**Pagina**
* * * * * * * * *

Tempo Ordinario A – 32. Domenica
Il tema di questa liturgia domenicale è quello della sapienza di cui si parla nella prima lettura. La sapienza rappresenta Dio stesso in quanto è presente nelle sue creature come energia vitale che ne garantisce l’ordine e l’armonia. In questo senso la sapienza precede l’iniziativa di ogni essere umano che però deve ricercarla mediante l’esercizio della ragione e la riflessione su se stesso e sulle realtà di questo mondo: solo così ciascuno impara a rapportarsi in modo corretto con l’ambiente e con le persone che lo abitano. È una ricerca che non è mai finita, perché il mondo è estremamente complesso e mutevole.
Nel vangelo viene riportata la parabola delle vergini sagge e di quelle stolte. Non dobbiamo fermarci in superficie, chiedendoci perché si parla di vergini e non di semplici ragazze o perché le stolte non hanno portato l’olio e le sagge hanno rifiutato di condividere con loro quello che avevano. Bisogna andare al centro della parabola che pone l’accento sulla sapienza di vita che coincide con la vigilanza. Gesù indica il regno di Dio, cioè un mondo migliore, verso il quale dobbiamo tendere in tutte le nostre scelte. Per fare ciò non bastano i sacramenti, la messa domenicale o la fede nei dogmi della Chiesa. Quello che si richiede è aderire alla persona di Gesù, trovando nel suo insegnamento non verità preconfezionate ma lo stimolo a ricercare, con la nostra ragione, quella sapienza che deve animare tutte le nostre scelte. L’incontro con lui non deve essere rimandato alla fine dei tempi o al momento della nostra morte, ma deve essere un’esperienza quotidiana che trasforma la nostra vita. Se si abbassa la guardia le conseguenze saranno negative non solo per chi sbaglia ma anche per tutta la società e per le generazioni future.
Nella seconda lettura Paolo parla della risurrezione finale e dell’incontro con il Signore risorto. È chiaro che egli usa le immagini del suo tempo. Noi non sappiamo che cosa avverrà quando finirà il corso della nostra vita personale o quello dell’umanità e del cosmo intero. L’importante è credere che nulla andrà perduto di quanto noi siamo e facciamo non solo per il bene nostro e degli altri, ma anche per l’ambiente in cui viviamo.
Il mondo è la casa che Dio ha disposto non solo per noi e per le generazioni che ci hanno preceduto, ma anche per quelle che verranno. Per questo dobbiamo comportarci con saggezza nei confronti di tutte le realtà che lo abitano. Per fare ciò noi credenti non riceviamo un supplemento di rivelazione ma uno stimolo a ricercare, alla luce del Vangelo, il bene in tutti i suoi aspetti, in sintonia con la ricerca di tutti gli uomini e le donne di buona volontà.
Certo, se Dio è lassù nel cielo e ci ha parlato mediante i suoi intermediari, a noi non resta altro da fare che ascoltare, credere e obbedire. Diverso è il caso se Dio è presente in questo mondo e nel cuore umano. È questo ciò che suggerisce il tema biblico della sapienza, la quale non è altro che un’immagine per indicare un’ordine, un’armonia che rivela un’entità superiore la quale regge il mondo non dall’esterno, ma dall’interno. Se le cose stanno così, allora Dio non si scopre se non rientrando in se stessi, nello sforzo quotidiano di capire il senso della vita e il fine a cui tende questo universo di cui facciamo parte.

* * * * * * * * *

**Compito 1**
Riproduci dalla pagina il passo che comincia con "Nella seconda lettura" e prosegue fino a "in cui viviamo.".
**Compito 2**
Elenca tutte le cose che, secondo la pagina, non bastano per tendere verso il regno di Dio in tutte le nostre scelte.
Le righe non hanno alcun legame con la pagina.

**Dati grezzi**
* * * * * * * * *

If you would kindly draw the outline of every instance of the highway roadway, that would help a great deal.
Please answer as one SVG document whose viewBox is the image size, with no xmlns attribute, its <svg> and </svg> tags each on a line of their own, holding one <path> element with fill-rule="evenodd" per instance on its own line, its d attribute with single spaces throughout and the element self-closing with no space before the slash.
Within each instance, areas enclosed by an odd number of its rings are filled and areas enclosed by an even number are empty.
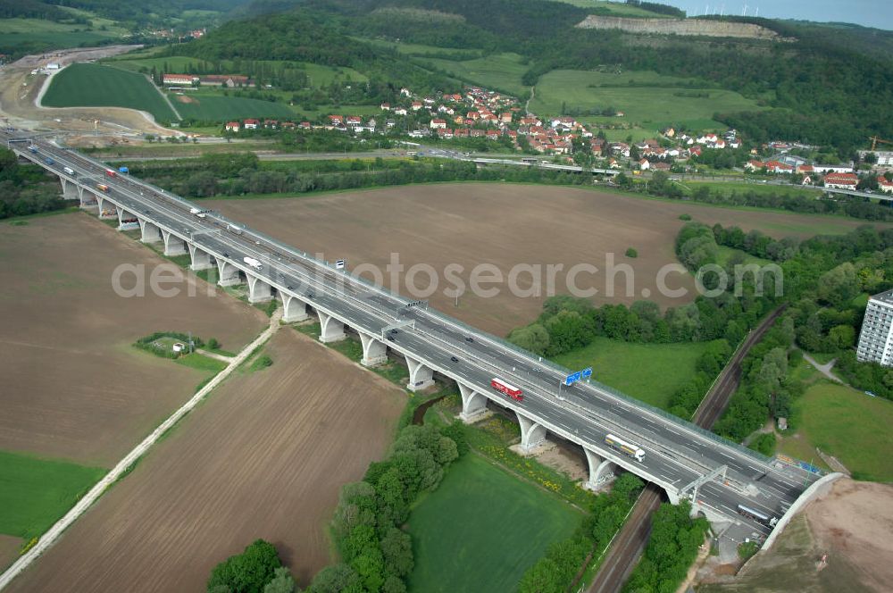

* * * * * * * * *

**Risposta corretta 1**
Nella seconda lettura Paolo parla della risurrezione finale e dell’incontro con il Signore risorto. È chiaro che egli usa le immagini del suo tempo. Noi non sappiamo che cosa avverrà quando finirà il corso della nostra vita personale o quello dell’umanità e del cosmo intero. L’importante è credere che nulla andrà perduto di quanto noi siamo e facciamo non solo per il bene nostro e degli altri, ma anche per l’ambiente in cui viviamo.

**Risposta corretta 2**
I sacramenti, la messa domenicale e la fede nei dogmi della Chiesa.